● Tâches:
- 1) Indiquer si chacune des affirmations suivantes concorde avec l'article sur les mères des soldats tombés, en répondant par oui ou non et en citant les mots décisifs de l'article :
(a) Vahan est né en 2022.
(b) Arsen Grigoryan est tombé à Karmir Shuka.
(c) Yeranuhi avait envisagé d'avoir un autre enfant avant sa grossesse.
- 2) Répondre aux questions suivantes d'après l'article sur les mères des soldats tombés :
(a) Dans quel village vit la famille de Yeranuhi Baghdasaryan et Karen Abroyan ?
(b) Quel âge ont les femmes redevenues mères ces deux dernières années ?
(c) Pendant combien de temps la famille Grigoryan est-elle restée sans souffle de vie ?
- 3) Prolonger l'article sur les mères des soldats tombés à partir de sa dernière phrase.

● Texte source:
+ + + +

Donner vie et à la fois redonner sens à la vie : c’est le message que se transmettent les femmes qui ont perdu leurs fils à de la guerre des 44 jours.
Par Lusine Abgaryan
Elles s’entraident et se réconfortent, partagent leurs histoires de survie et de lutte après la perte de leurs fils soldats pour essayer de retrouver les brins de vie d’autrefois. Dans l’attente de la paix et le long processus de la cure, les cris des nouveau-nés deviennent un symbole de renaissance…
Quelques dizaines de femmes de quarante à cinquante ans sont redevenues mères ces deux dernières années. Pour certaines, les nouveaux nés incarnent leurs fils disparus et sont venus au monde pour les remplacer. Pour d’autres, ces enfants symbolisent la renaissance, sans jamais prendre la place de leurs aînés de 20 ans, leurs frères qu’ils ne connaitront qu'en photos et au travers des récits de famille.
L’une de ces nombreuses histoires de résistance et de volonté est celle de la famille de Yeranuhi Baghdasaryan et Karen Abroyan qui vivent depuis seulement quelques mois avec leur fils né en 2022, Vahan, au village d’Astghadzor dans la région de Gegharkunik. Son frère aîné , Vahe, après avoir traversé Hadrut, Fizouli et Djabrayil, est tombé à Karmir Shuka. Plus d’une année après sa disparition, la nouvelle de la grossesse de Yeranuhi fut une surprise pour toute la famille : « Je n’avais pas réfléchi à donner naissance à un autre enfant, mais c’était la volonté de Dieu pour que la vie continue », dit-elle. Son mari, Karen, ajoute que depuis, ils ont retrouvé leurs forces. La présence spirituelle de leur fils aîné, l’accompagnement des médecins ont aidé Yeranuhi à lutter pendant la grossesse pour que le petit Vahan arrive au monde sain et sauf. Le choix de son prénom n’est pas anodin. Vahe, venu dans le rêve de son père lui a dit comment devrait s’appeler son frère. « On a maintenant une force nouvelle pour continuer la vie, on a maintenant une mission à accomplir. Il faut se battre pour lui, vivre, faire des choses, accompagner Vahan vers ses buts. Après la guerre de 44 jours, Vahan est une lumière pour nous, notre bonheur et le nouveau sens de la vie », dit Yeranuhi, qui n’arrive pas à mettre d’autres mots sur leurs sentiments. « Ce qui nous est arrivé, c’est un miracle », disent les parents.
Un tel miracle s’est également produit dans la famille des Grigoryan. « Personne ne disait plus maman, papa », dit Nelli Muradyan, redevenue mère. Après une année et demie sans souffle de vie, le bonheur est de retour dans leur famille. Nelli Muradyan, la mère d’Arsen Grigoryan, tombé à Djrakan frappé par un drone, a retrouvé ses forces pour accueillir le nouveau-né. Encore à la maternité, Nelli avouait avoir envie de faire encore un autre enfant. Elle est profondément persuadée que « le seul moyen de surmonter la perte, c’est de donner une autre vie ».

+ + + +

● Données fournies:
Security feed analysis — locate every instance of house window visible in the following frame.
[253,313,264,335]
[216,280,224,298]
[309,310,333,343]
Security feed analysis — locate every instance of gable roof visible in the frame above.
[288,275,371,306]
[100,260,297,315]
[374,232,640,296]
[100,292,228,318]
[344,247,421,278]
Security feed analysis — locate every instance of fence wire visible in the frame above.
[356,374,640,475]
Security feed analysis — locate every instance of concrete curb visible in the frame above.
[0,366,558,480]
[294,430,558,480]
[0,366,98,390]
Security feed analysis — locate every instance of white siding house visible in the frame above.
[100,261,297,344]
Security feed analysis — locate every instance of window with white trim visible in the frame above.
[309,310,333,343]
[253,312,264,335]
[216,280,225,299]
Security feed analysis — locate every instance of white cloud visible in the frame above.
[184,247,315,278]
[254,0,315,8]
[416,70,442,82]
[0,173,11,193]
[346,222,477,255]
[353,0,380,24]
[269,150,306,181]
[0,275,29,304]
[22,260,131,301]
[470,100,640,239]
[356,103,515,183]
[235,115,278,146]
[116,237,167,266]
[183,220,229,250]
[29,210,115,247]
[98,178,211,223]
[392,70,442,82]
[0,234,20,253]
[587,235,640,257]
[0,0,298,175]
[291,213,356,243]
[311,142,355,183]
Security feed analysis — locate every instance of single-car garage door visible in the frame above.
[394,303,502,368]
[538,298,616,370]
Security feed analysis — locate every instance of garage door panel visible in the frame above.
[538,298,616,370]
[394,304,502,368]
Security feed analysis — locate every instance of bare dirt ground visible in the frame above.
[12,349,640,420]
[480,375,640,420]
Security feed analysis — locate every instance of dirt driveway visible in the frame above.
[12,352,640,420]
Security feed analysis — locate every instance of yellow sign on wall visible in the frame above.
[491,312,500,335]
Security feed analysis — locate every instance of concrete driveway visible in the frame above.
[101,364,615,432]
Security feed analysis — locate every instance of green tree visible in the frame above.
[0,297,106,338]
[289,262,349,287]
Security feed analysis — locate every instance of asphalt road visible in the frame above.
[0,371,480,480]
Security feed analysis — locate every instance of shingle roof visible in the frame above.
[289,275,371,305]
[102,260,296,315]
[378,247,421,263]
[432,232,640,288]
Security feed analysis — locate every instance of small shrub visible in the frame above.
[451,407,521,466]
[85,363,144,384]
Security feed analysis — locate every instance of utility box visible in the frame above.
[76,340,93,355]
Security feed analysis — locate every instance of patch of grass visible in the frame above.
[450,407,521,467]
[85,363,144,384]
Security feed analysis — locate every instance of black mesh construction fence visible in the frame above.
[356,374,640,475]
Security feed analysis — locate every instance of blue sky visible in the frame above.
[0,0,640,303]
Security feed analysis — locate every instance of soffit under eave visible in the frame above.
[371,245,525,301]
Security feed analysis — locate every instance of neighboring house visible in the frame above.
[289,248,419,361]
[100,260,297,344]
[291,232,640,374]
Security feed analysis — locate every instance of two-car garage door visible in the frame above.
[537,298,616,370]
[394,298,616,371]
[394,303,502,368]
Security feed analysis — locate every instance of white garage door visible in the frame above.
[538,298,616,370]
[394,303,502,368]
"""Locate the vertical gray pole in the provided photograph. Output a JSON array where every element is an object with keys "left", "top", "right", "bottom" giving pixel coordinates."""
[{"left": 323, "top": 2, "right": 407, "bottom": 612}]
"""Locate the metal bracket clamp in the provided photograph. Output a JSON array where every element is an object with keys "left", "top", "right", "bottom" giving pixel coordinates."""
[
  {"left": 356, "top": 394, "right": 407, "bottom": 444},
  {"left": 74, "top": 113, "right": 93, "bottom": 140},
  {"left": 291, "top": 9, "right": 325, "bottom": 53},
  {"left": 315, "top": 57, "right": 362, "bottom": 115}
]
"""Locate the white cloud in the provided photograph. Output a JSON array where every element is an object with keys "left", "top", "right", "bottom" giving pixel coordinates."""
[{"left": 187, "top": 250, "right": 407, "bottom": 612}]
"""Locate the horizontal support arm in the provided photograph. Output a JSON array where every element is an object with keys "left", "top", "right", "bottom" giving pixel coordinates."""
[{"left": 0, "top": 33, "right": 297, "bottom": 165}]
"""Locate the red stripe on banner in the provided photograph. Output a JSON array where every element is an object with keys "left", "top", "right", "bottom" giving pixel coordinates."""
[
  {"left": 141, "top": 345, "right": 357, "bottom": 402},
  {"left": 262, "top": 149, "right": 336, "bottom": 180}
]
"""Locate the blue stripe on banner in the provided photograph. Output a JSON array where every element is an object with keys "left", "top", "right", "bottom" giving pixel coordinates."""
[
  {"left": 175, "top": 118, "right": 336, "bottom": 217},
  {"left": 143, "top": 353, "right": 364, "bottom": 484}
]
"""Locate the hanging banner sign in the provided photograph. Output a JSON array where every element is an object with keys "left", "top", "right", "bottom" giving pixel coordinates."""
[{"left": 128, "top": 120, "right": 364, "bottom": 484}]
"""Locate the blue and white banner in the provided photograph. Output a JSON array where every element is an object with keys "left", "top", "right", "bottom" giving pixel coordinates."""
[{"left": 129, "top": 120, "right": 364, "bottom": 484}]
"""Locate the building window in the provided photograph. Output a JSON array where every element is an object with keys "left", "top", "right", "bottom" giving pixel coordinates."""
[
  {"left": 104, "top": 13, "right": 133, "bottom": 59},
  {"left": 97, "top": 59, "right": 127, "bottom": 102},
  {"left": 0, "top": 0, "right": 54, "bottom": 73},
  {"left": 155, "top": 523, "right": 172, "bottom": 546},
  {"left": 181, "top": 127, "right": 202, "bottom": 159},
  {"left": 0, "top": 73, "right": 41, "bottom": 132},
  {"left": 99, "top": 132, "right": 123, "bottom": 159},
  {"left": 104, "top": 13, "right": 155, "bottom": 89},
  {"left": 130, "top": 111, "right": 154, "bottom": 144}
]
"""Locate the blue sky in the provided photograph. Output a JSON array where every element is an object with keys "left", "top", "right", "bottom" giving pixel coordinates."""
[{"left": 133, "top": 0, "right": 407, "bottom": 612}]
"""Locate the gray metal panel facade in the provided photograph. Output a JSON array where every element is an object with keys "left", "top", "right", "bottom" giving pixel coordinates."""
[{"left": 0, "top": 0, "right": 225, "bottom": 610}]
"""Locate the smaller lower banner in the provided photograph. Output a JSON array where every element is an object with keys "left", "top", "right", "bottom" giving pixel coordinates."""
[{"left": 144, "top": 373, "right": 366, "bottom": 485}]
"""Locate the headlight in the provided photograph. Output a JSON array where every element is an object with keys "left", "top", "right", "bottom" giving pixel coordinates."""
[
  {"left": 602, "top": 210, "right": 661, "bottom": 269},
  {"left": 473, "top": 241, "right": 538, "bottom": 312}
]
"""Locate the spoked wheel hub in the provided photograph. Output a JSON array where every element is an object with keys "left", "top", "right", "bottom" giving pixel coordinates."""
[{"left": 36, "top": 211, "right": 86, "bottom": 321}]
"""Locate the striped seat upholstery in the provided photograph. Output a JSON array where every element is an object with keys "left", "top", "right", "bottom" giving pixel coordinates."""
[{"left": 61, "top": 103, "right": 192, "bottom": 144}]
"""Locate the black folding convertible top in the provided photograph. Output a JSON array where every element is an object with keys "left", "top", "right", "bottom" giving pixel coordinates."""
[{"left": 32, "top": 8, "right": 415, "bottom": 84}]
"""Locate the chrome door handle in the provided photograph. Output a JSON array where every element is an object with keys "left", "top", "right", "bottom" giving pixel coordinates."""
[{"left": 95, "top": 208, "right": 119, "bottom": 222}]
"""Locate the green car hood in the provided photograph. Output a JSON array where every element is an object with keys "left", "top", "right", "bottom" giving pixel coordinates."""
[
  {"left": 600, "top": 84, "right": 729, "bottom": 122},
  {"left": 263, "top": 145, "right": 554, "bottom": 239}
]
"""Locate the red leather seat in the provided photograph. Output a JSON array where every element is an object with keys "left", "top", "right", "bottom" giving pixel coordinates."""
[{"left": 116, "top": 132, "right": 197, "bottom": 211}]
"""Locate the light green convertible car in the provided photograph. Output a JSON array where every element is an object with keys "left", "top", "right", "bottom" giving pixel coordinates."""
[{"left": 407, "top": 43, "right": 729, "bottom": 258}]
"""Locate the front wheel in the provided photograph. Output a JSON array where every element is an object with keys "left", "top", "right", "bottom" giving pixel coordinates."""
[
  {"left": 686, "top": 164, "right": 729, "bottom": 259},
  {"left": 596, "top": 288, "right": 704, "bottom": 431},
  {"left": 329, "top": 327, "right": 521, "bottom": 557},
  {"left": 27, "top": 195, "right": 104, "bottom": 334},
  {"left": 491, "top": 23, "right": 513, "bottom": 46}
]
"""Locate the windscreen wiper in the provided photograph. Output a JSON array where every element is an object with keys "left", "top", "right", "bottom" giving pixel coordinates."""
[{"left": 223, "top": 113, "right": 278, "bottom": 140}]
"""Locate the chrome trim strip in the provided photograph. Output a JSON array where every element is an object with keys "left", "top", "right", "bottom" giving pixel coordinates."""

+ + + +

● Réponses:
- 1)
(a) Oui : « leur fils né en 2022, Vahan »
(b) Non : « tombé à Djrakan frappé par un drone »
(c) Non : « Je n’avais pas réfléchi à donner naissance à un autre enfant »

- 2)
(a) À Astghadzor, dans la région de Gegharkunik.
(b) De quarante à cinquante ans.
(c) Une année et demie.

- 3)
Une autre histoire de renaissance se raconte dans la famille du héros Nerses Nersisyan, dont le petit-frère, qu’il ne verra pas, porte son nom. « Il nous a apporté de la joie, de nouveaux objectifs et de nouvelles attentes », dit Gayane Torosyan, sa maman, pour qui la décision de devenir mère encore une fois était particulièrement difficile. Son récit ressemble à un conte : « J’avais fait un rêve ou on m’avait donné une plante, me demandant de la mettre dans la terre et d’attendre qu’elle fleurisse pour que mon fils revienne. C’est ce que j’ai fait à mon réveil. J’ai mis une branche de cette plante dans la terre en disant mon vœu. Deux mois après, j’ai appris que j’attendais un bébé », raconte-t-elle. Effectivement, « c’était comme dans un rêve », dit le mari de Gayane, pour qui cet événement fut un miracle. « Nous avons recommencé à vivre à partir du moment où Gayane m’a annoncé cette nouvelle. Nous comptions les jours avant la naissance de notre fils », dit Artur Nersisyan. « Je cherche mon Nerses dans les traits du visage de ce bébé, il y a des choses qui lui ressemblent, d’autres non », ajoute-t-il.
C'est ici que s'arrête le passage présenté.